George Enescu Festival begins the day the Moon reaches the perigee, coming closest to the Earth, and we, gathered under the round dome of the Romanian Athenaeum, step onto the orbit of music in a romantic spirit, dazzled by the evenings of the end of summer and the scent of ripe grapes, revolving fascinated around the same axis in the centre of Bucharest: Athenaeum – Palace Hall.
Text by Sandra Drăgan, student in the 11th grade of the Goethe German High School. Sandra studied violin for ten years.
Then the Moon will slowly move further away from the Earth, to the sound of music, reaching the apogee on September 14.
At the base of the dome covering the large hall of the Romanian Athenaeum we behold a series of medallions dedicated to arts and science, and we will choose to halt on the one dedicated to “Astronomy”, located in the right side of the stage, lit by the 15 lamps coming down like magical, surrealist eyes, from the dome in the centre of which there is a decorative button reminiscent of the Neo-Romanian architectural style of Ion Mincu.

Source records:

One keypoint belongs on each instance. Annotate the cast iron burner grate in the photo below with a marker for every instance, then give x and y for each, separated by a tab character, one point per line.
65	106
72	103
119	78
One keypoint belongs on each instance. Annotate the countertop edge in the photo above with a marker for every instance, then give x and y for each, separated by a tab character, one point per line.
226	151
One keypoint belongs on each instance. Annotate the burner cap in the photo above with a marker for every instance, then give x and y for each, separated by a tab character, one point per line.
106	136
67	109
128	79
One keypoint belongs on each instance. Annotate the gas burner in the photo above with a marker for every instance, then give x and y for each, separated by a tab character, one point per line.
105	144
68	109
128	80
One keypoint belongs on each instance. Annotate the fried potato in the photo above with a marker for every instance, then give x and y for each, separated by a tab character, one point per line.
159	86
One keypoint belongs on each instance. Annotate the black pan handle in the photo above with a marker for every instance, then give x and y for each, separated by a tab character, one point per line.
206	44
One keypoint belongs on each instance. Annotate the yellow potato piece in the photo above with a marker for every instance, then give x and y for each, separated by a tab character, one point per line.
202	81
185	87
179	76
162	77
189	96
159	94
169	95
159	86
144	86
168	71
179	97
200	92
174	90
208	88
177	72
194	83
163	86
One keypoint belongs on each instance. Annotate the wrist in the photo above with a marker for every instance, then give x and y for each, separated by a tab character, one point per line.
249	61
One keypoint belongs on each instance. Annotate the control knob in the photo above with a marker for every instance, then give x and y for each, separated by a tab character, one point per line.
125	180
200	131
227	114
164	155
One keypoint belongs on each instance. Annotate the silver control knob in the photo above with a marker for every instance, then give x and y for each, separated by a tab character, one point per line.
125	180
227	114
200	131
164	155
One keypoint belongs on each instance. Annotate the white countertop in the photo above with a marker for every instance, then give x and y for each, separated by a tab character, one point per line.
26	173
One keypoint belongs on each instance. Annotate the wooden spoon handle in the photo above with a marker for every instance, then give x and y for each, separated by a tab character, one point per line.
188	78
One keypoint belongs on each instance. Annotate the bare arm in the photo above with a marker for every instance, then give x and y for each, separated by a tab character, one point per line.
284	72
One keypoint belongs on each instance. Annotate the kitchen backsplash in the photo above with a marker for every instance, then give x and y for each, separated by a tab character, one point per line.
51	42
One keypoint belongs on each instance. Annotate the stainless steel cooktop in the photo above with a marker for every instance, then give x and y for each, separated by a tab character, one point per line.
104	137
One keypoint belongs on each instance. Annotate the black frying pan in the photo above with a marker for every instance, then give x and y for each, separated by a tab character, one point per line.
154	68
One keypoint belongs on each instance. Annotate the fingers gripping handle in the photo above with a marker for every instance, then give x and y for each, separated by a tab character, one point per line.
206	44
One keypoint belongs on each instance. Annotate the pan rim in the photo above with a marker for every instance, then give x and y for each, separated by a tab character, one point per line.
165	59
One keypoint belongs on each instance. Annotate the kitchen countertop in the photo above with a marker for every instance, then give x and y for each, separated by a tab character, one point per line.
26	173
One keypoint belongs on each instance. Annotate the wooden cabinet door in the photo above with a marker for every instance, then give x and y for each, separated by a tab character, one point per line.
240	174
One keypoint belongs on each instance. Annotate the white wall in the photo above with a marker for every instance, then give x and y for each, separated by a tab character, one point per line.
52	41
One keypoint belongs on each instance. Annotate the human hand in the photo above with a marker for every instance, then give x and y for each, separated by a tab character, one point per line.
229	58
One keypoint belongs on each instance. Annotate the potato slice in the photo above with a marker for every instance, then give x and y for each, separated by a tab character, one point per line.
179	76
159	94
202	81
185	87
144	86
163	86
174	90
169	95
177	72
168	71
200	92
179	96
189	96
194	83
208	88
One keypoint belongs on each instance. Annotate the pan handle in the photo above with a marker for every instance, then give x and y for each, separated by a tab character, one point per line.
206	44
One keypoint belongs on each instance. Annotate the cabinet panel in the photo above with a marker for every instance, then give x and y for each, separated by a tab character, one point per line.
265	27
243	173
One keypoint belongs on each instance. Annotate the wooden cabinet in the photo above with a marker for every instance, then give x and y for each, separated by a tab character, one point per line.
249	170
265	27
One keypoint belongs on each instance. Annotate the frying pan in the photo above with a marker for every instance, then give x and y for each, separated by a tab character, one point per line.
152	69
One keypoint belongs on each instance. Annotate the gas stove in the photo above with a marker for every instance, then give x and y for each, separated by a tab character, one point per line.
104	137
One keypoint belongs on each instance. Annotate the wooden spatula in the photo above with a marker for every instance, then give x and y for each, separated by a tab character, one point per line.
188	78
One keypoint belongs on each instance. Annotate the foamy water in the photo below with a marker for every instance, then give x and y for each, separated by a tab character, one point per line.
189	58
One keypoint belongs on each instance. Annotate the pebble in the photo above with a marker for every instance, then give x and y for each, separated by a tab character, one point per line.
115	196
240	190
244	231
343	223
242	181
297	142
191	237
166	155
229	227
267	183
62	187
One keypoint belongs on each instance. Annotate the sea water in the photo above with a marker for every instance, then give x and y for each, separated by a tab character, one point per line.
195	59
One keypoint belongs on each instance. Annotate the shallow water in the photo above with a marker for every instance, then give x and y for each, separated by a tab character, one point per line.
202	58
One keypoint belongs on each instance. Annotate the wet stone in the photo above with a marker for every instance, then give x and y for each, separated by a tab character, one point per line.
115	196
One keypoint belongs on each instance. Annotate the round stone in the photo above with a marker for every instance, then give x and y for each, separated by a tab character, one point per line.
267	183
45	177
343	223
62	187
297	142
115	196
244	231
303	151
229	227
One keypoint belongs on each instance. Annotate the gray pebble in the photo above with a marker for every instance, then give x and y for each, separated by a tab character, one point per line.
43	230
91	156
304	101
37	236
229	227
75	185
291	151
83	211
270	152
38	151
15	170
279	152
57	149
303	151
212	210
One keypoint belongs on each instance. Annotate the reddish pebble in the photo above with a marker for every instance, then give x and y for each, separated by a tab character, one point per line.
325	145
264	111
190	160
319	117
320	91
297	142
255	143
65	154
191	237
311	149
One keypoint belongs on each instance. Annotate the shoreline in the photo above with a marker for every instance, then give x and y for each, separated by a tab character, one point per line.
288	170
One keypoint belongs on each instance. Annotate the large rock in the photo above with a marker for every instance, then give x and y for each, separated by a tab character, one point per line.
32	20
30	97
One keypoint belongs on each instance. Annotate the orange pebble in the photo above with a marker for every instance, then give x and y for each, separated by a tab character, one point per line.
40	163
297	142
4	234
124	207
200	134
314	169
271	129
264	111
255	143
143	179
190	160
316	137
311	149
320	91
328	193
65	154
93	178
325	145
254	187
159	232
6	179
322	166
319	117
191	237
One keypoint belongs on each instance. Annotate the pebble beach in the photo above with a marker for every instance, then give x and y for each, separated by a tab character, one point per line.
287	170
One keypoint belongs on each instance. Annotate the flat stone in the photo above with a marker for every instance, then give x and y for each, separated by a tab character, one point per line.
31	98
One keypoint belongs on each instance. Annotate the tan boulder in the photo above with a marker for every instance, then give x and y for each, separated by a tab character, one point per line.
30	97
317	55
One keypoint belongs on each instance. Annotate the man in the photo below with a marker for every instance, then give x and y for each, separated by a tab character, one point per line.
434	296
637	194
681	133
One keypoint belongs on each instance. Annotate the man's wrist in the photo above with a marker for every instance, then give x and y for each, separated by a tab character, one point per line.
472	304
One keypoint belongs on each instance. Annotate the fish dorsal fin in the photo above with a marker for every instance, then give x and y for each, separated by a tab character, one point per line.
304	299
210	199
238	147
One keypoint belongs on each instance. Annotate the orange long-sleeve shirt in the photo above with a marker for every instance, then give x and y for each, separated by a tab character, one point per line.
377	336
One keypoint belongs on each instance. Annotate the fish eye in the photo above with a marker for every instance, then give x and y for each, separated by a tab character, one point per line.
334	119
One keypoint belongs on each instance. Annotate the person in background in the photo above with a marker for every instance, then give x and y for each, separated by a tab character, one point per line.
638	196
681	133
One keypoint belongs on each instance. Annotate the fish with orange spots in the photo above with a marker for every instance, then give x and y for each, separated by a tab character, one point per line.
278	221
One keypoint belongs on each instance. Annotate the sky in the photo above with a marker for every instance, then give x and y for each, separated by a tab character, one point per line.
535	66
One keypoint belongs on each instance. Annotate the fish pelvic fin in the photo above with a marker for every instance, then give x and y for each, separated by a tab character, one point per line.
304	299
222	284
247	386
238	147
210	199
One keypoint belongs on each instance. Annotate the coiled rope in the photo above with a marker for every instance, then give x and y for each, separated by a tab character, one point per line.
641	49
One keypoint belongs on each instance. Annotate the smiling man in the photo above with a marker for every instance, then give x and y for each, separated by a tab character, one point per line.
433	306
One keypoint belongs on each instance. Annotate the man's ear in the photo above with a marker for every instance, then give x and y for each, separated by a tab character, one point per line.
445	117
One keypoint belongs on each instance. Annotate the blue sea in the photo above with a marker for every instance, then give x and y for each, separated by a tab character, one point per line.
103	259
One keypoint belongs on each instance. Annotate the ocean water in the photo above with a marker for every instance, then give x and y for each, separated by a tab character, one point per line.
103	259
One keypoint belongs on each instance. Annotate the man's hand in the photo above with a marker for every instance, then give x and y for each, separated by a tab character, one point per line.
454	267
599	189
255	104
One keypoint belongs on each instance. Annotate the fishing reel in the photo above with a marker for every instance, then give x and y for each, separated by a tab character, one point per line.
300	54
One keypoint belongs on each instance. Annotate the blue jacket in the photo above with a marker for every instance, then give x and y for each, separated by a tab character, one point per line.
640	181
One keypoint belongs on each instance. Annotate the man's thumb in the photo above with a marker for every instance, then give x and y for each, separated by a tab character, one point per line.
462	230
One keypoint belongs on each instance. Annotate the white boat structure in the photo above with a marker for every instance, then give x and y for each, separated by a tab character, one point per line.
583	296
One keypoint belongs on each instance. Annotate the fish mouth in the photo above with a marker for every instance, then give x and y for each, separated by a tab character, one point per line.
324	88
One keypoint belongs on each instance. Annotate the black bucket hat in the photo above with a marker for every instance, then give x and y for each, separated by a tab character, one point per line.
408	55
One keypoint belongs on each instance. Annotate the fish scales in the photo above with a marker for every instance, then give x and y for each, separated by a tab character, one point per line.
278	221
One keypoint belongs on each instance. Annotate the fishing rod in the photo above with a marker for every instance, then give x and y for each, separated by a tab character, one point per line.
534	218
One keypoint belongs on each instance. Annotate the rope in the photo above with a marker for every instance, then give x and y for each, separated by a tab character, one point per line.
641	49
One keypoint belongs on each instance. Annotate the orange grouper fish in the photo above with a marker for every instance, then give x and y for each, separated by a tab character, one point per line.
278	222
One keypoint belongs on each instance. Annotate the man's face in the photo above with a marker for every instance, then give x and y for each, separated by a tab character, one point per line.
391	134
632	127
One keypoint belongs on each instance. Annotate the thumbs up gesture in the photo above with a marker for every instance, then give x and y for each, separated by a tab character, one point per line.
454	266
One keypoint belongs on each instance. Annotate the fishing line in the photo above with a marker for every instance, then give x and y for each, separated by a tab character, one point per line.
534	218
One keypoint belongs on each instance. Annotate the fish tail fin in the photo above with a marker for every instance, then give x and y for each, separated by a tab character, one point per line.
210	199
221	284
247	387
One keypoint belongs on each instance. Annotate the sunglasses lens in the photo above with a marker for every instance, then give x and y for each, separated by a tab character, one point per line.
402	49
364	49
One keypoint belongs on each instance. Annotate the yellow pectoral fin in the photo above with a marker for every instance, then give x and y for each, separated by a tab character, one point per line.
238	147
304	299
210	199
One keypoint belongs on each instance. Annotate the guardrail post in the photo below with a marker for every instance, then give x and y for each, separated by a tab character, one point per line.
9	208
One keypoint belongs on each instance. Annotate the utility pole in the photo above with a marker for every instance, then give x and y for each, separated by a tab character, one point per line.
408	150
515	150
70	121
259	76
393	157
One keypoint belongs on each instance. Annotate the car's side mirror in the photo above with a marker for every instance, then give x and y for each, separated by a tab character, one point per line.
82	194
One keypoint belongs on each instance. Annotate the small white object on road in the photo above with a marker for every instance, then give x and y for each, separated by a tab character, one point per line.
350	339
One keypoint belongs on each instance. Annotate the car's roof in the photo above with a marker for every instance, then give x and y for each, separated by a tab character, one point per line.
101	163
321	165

- _Exercise tasks_:
**1.** Answer these questions from the text on the George Enescu Festival:
(a) On what date does the Moon reach the apogee?
(b) For how many years did Sandra study violin?
(c) Which medallion does the text choose to halt on?
**2.** Count the lines of the records that contain the string "blue", and give only the number.

- _Expected answers_:
**1.**
(a) September 14
(b) Ten years
(c) The one dedicated to "Astronomy"

**2.** 2